— Your objective —
Can you transcribe the data exactly? Leave the pictures out.

Start of Data provided

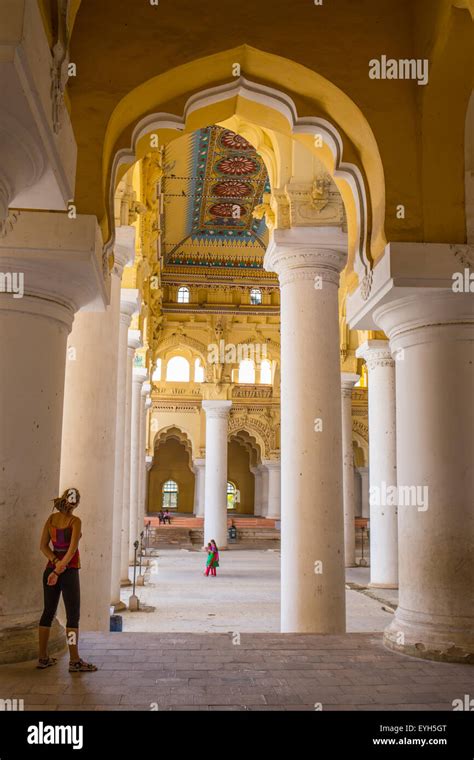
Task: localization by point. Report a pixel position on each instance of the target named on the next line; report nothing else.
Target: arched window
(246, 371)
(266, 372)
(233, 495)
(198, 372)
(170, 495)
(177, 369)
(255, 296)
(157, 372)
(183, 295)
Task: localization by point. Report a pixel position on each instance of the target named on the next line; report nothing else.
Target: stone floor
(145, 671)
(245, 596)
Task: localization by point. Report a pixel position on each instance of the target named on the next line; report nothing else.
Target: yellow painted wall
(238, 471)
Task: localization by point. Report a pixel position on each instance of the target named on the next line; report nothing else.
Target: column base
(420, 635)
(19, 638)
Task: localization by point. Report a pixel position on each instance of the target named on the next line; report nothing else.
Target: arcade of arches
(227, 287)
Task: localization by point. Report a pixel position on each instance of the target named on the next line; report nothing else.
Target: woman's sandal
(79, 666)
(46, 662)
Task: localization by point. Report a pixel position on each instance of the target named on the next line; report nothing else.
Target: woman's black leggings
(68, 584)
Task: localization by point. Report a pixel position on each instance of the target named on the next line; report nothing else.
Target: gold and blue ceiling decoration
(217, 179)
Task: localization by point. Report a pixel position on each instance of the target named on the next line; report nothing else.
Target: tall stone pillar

End of Data provided

— Written response —
Task: localization by point. Report a pixel position on each instance of the target named on the next line; report nothing else.
Target: arched window
(246, 371)
(266, 372)
(233, 495)
(198, 372)
(170, 495)
(177, 369)
(255, 296)
(157, 372)
(183, 295)
Task: localization by point. Report a pixel position on each instance of the target named on the next line; report nothing else.
Target: stone floor
(145, 671)
(245, 596)
Task: localization by point. Report a pixel position on each instance of the target named on the next line; report nothing else.
Target: yellow painted wall
(238, 471)
Task: localization by point. Report a pixel position on each instance of the target named on the next line; report nothing else.
Target: column base
(420, 635)
(19, 638)
Task: localization by point. Report a pixel position on each instance of the target named on the next line; report nothing else.
Target: arcade of arches
(227, 287)
Task: localization by point. Report a pixel position on each instance of the target named on the next line; report nothing else.
Target: woman's sandal
(79, 666)
(46, 662)
Task: localization by point. Report a pixel position on each instance of the target named on the next line; report nothing else.
Target: woman's black leggings
(68, 584)
Task: localization by point. Report a pixel position on each instance of the target named on the next line; report nothing else.
Target: gold and blue ceiling decoration
(217, 179)
Task: localization by point. Report a pixel position on each instance of the target named on the next line; report nothing else.
Target: tall stone pillar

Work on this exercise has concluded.